[DATA SECTION]

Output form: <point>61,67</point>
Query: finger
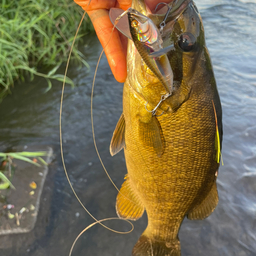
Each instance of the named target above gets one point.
<point>89,5</point>
<point>153,3</point>
<point>111,43</point>
<point>124,4</point>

[/DATA SECTION]

YOUR ASSIGNMENT: The records above are to be copied exactly, with no pictures carried over.

SOLUTION BELOW:
Output form: <point>61,67</point>
Query: finger
Each instance of the named target above gets one point.
<point>89,5</point>
<point>153,3</point>
<point>111,43</point>
<point>124,4</point>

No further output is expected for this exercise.